▶ [EXPLORE THE MATERIAL]
1) In the interview about the journal Sentinel, why does the speaker call Chiedu Ezeanah a patient poet?
2) According to the interview about the journal Sentinel, in what year was Sentinel founded?

▶ [TEXT SEGMENT]
☆ ☆ ☆ ☆ ☆ ☆ ☆
Nnorom Azuonye, founding, and now managing, editor would have been the best person to ask this question. But I will try to answer it as I understand our mission to be. Sentinel is a web-based literary journal of poetry and graphics registered in the UK, which I edit out of Canada. My team are in UK, and USA, with me being in Canada – one of the joys of online work. And the international spread of the editorial board replicates the international spirit of Sentinel. Its content is not geographically specific. We publish material from all over the world in a truly global spirit. Our Guest poets come from every corner of the globe. All we ask is that they be finished poet. Then we publish aspiring poets and other poets till honing their crafts. The condition of being guest poet, as I understand it, is that the poet should be a finished poet, whether with a book or without. Good case again is Chiedu Ezeanah, who I had as guest poet on Sentinel about the same time as he published a collection, and who had been writing poetry and winning literary prizes for 20 years before he saw fit to bring a book out. Now that is an example of a patient poet. Poetry is not something to be mass-produced. Sentinel was founded and set up from the pocket of Nnorom Azuonye in 2002. It is still funded from his pocket. We are just trying now to get a public funding. He has done literature a great service and sentinel has become a platform for featuring contemporary poets from all over the world and from Africa. The mission and goals are on the site to glean. But I simply say that it is globally conceived, is all inclusive and has subsidiary publications and a brick and mortar publishing arm, which release the sentinel poetry quarterly in print form. The brief of the quarterly has been enlarged but I don’t remember the details right now. Anyone interested in the history should go online and will find all necessary information including submission guidelines. There is also a sentinel poetry Bar, where aspiring poets can discuss their works and get useful critiques from fellow aspiring poets.
Do you see the internet eventually replacing the book culture?
I do not see that happening – even if you now have e-books, online poetry and sundry. There is this magic about holding a book in your hands, smelling the aroma of a newly minted text. Besides there is the inner private life and quiet a book gives to you, which a text online will never satisfy. There are even people who do not like reading on the screen and have to print the material first – either due to bad sight or the handy feeling of holding a text. Besides, you cannot write in the margins and hold a conversation with a text if it is online. Of course these days, there are technologies for probably doing that, but it is not quite the same thing. Do you know that when television appeared, the same questions were asked about the theatre? Then there was the big screen too. Did the radio stop people having conversations with each other? No! These technologies will only function alongside each other and compensate for omissions in each medium. There is also the thing about print culture that won’t die, the kind of publics it creates – the book readers clubs, perhaps informal in the case of Africa, the tea-house or coffee-shop gathering to read newspapers. In Nigeria I know sometimes it is the newsstand public space, where the issues in the newspapers or news magazines are hotly debated, argued about and pontificated upon. The internet is just one other form of, one other public space for communication.
☆ ☆ ☆ ☆ ☆ ☆ ☆
▶ [EXTRACTED ENTRIES]
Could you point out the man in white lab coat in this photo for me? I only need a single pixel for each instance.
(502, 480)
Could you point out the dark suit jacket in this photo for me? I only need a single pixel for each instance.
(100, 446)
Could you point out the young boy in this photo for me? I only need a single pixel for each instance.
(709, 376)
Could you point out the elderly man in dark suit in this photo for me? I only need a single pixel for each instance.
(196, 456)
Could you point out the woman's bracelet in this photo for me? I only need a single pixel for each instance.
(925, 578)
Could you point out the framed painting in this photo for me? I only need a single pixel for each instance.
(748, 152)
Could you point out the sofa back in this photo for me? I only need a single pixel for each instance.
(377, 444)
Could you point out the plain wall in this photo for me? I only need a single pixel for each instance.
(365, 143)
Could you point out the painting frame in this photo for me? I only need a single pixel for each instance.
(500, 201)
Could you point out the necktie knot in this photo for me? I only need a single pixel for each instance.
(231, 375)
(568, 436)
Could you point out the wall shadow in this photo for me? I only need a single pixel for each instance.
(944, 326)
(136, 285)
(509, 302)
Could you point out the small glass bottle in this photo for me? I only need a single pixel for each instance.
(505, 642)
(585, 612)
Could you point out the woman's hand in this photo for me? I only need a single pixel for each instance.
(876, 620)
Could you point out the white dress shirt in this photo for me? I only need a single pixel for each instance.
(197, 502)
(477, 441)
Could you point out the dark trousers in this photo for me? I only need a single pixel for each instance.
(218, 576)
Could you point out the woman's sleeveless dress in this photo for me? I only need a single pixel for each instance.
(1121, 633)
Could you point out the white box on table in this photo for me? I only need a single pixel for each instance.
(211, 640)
☆ ☆ ☆ ☆ ☆ ☆ ☆
▶ [ANSWERS TO THE TASKS]
1) Chiedu Ezeanah had been writing poetry and winning literary prizes for 20 years before he chose to bring out a book.

2) Sentinel was founded in 2002.